(Point-per-instance localization data)
——
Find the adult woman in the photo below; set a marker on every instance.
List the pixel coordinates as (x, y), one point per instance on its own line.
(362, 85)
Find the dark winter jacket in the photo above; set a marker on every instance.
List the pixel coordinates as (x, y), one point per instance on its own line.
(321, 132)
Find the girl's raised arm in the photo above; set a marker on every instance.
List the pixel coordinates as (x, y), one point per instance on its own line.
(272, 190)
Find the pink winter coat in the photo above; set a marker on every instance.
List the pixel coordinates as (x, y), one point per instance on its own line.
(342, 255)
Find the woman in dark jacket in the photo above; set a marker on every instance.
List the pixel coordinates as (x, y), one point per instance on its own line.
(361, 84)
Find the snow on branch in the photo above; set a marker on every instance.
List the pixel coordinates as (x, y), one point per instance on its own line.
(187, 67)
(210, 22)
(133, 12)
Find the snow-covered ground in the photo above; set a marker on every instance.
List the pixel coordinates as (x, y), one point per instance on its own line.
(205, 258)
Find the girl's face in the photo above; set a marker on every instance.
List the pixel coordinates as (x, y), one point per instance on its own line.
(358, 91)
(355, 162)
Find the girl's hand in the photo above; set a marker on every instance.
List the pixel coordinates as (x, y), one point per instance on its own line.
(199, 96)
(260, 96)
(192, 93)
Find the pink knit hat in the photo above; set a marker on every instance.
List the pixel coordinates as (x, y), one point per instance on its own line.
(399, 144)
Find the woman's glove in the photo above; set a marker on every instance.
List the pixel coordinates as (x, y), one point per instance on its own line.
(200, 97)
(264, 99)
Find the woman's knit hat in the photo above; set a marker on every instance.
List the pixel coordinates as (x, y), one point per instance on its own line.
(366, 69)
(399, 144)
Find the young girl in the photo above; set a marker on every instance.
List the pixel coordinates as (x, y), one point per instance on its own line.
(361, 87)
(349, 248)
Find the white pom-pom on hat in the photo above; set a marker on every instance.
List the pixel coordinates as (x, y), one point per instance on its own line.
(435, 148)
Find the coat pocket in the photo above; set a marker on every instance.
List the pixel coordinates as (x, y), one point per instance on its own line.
——
• **Task item**:
The answer must hold only the lines from the first line of the data through the line bearing "Find the dark", returned exactly.

• **Answer**:
Find the adult woman in the photo below; set a marker on every instance.
List the pixel coordinates as (x, y), one point per instance on its own line.
(362, 85)
Find the dark winter jacket in the photo above; set a marker on every instance.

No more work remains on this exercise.